▶ EXERCISE
The lines to extract begin at the one containing "# test: point to the glass" and run to the end of the listing; set them down exactly and alone.

▶ SOURCE MATERIAL
—————

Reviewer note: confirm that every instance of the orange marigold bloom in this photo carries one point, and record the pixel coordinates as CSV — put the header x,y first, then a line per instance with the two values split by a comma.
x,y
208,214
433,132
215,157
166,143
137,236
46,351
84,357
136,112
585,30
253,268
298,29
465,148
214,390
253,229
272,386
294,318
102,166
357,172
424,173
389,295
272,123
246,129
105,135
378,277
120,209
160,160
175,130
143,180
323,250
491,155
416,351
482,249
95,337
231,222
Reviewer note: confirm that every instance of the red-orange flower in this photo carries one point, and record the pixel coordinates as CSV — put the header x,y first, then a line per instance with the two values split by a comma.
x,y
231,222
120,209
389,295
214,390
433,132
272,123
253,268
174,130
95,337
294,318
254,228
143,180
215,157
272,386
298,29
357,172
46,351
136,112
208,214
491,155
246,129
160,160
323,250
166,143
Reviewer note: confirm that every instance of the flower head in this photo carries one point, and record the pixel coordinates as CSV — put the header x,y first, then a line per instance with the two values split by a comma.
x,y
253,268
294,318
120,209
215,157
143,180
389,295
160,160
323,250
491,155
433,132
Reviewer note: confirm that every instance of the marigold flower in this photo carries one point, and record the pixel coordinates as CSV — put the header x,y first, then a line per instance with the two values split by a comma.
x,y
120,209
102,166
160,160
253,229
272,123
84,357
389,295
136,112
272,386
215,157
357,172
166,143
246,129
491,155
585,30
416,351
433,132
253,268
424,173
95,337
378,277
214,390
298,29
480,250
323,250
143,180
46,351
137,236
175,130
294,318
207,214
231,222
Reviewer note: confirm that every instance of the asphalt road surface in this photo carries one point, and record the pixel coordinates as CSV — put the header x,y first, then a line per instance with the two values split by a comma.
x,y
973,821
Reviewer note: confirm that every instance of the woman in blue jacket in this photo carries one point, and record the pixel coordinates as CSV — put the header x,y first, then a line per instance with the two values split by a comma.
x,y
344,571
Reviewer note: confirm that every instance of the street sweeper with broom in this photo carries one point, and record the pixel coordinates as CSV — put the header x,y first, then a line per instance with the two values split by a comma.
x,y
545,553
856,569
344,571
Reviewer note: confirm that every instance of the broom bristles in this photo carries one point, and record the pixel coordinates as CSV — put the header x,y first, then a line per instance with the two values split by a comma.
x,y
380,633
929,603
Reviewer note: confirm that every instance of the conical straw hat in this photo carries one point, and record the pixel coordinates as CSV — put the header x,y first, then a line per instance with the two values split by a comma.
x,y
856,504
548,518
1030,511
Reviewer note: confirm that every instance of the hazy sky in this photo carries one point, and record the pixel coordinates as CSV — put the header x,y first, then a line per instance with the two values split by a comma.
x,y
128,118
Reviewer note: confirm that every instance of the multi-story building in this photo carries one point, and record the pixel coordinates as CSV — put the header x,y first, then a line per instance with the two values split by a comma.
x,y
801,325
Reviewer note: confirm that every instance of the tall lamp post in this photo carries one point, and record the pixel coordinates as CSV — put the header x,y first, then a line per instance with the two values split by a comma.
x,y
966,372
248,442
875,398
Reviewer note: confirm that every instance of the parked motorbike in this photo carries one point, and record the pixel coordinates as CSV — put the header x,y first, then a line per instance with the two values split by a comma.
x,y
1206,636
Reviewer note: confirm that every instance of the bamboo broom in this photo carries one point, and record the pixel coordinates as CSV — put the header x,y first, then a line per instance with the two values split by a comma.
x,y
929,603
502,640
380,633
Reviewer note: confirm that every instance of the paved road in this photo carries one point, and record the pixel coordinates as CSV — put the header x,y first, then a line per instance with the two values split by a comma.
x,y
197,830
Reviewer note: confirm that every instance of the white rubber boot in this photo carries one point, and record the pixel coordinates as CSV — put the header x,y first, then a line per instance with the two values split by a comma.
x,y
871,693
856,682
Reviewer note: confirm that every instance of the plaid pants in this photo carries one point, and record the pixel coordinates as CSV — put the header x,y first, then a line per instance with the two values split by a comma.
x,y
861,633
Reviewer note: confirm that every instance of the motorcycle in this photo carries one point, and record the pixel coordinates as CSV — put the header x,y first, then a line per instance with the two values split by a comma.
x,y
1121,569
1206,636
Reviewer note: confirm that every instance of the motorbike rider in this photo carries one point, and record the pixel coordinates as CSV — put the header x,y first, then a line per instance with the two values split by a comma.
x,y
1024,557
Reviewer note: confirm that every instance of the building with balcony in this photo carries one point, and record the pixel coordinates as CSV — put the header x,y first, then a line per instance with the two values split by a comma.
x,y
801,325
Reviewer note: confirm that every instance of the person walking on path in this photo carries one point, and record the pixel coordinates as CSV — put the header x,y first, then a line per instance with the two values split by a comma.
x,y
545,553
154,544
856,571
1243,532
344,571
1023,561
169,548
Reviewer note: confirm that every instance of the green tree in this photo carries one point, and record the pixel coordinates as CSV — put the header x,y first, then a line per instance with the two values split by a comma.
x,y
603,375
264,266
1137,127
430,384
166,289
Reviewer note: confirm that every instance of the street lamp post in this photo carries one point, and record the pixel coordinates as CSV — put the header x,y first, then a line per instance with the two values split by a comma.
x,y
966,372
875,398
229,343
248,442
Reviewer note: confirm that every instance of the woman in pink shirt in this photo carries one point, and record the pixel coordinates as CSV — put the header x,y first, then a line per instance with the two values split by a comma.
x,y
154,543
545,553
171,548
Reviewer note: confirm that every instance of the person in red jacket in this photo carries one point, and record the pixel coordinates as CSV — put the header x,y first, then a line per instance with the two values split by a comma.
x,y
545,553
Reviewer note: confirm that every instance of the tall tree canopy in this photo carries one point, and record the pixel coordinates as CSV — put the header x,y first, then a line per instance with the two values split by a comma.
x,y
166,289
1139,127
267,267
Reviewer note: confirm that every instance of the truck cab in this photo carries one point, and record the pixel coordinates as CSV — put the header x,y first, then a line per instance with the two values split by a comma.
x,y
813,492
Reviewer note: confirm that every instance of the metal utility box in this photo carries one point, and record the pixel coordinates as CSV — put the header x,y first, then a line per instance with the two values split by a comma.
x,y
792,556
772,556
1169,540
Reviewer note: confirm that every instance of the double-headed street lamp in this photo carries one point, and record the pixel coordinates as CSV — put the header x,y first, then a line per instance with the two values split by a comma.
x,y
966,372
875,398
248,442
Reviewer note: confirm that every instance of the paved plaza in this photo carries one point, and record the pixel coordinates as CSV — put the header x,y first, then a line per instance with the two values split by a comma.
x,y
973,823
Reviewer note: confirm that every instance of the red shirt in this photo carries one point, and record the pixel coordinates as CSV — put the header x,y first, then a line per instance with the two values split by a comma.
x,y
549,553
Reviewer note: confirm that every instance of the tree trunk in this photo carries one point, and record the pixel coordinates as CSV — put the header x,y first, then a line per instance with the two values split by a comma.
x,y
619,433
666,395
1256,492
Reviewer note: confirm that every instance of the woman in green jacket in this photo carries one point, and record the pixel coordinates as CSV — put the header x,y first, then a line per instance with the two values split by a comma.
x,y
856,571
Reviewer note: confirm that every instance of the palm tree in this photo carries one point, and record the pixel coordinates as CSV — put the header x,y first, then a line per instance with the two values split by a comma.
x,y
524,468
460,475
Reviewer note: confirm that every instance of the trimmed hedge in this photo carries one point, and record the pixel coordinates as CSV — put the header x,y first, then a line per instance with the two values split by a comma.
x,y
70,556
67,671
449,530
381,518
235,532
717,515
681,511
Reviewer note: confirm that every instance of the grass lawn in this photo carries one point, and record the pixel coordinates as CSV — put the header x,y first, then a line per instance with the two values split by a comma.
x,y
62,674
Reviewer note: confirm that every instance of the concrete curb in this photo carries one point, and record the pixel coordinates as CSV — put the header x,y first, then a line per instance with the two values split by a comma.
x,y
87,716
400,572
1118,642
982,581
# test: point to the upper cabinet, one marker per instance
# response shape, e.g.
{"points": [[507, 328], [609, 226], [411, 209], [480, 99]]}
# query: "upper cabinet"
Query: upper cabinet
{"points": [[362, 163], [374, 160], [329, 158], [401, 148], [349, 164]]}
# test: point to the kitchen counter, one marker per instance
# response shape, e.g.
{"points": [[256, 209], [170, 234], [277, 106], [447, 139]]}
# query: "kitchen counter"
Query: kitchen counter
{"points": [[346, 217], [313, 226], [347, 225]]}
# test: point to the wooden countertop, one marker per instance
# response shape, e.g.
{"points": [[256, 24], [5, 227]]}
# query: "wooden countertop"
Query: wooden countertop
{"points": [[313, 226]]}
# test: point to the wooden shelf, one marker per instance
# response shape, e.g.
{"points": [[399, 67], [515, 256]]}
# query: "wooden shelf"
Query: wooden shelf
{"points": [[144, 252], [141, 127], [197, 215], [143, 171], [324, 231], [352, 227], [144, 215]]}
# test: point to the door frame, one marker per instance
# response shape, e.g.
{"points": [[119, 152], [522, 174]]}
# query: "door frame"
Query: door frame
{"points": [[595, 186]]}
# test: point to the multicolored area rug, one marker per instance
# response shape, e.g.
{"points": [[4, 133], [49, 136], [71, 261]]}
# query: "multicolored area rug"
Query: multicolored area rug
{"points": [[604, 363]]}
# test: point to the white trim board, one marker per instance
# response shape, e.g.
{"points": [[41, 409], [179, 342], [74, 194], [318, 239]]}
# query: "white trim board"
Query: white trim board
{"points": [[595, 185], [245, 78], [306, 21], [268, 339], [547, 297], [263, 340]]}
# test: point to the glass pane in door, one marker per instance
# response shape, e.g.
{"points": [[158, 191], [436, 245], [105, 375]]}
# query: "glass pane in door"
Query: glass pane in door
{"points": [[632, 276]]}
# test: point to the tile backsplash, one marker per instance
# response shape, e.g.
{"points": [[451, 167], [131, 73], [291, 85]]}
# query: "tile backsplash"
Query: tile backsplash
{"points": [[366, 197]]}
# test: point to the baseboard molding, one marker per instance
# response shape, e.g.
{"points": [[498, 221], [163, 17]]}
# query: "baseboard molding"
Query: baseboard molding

—————

▶ TASK RESPONSE
# test: point to the glass pane in door, one marker per instance
# response shape, e.g.
{"points": [[158, 191], [436, 245], [105, 375]]}
# query: "glass pane in door"
Query: glass pane in door
{"points": [[632, 276]]}
# test: point to the tile backsplash, one marker per instance
# response shape, e.g.
{"points": [[451, 167], [131, 73], [291, 85]]}
# query: "tile backsplash"
Query: tile backsplash
{"points": [[366, 197]]}
# test: point to the baseboard molding, one marker per instance
# response shape, e.g.
{"points": [[498, 221], [163, 17]]}
# query: "baseboard molding"
Query: baseboard molding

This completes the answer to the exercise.